• WORK TO BE COMPLETED
Write the next part of the article below about the unrepaired road roller in Kenya's Maasai Mara, starting right after its last sentence.

• EXCERPT
:::

24 Jul The ‘Mechanics’ of Alleviating Poverty & Empowering Communities

At the end of a dusty unpaved road in Kenya’s rural Maasai Mara sits a yellow road roller – the kind used to pave roads and to breakup soil to prepare land for farming. The words “Narok County” are painted in crisp, black lettering on its frame. The barely-used road roller has remained in this very spot for more than four years. Why? Because there isn’t any who can fix it.

 

This road roller is not merely a broken-down piece of equipment on the side of the road. For the people we serve, it represents their livelihoods. If this piece of equipment is fixed, here is what can happen:

  • Community farms and gardens would be tilled on a larger scale, rather than by hand, in preparation for planting fruits and vegetables. This would not only provide healthy, nutritious food for children to eat, but it would also provide parents with produce to sell at market, allowing them to earn an income to support their families.
  • Impassable dirt roads can be smoothed, creating safer and more direct access for people, motorcycles, cattle and donkeys carrying supplies.

:::

• ENTRIES SHOWN
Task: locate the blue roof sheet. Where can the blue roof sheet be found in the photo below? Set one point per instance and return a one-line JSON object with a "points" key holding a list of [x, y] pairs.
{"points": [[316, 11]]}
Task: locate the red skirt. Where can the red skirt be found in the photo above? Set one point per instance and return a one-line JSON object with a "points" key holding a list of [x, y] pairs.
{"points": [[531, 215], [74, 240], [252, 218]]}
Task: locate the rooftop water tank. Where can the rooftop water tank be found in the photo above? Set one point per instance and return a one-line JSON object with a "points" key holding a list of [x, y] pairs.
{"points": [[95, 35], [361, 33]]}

:::

• ANSWER BELOW
Road rollers are not the only vehicles in the Maasai Mara that require skilled professionals to be fixed. Ambulances transporting patients, equipment used by farmers, and airplanes carrying people, food, medicine and supplies are just some examples of the types of machinery that require skilled mechanics to keep them functional.

“We lost a patient because the ambulance had broken down on our way to the hospital.”
– Sarah, Unstoppable Nursing Scholars Student

Without vehicles like ambulances, access to vital, life-saving services is limited. Out of the 1.3M vehicles in Kenya, the majority are more than 15 years old. Not having skilled mechanics to fix these vehicles has had a detrimental economic, social and political impact. The Unstoppable Mechanics Scholars class of 2021 will change this.

An ambulance parked on a dirt road in the Maasai Mara

A broken-down ambulance on a Maasai Mara road. Without vehicles like this ambulance in working condition, access to vital, life-saving services is the difference between life and death.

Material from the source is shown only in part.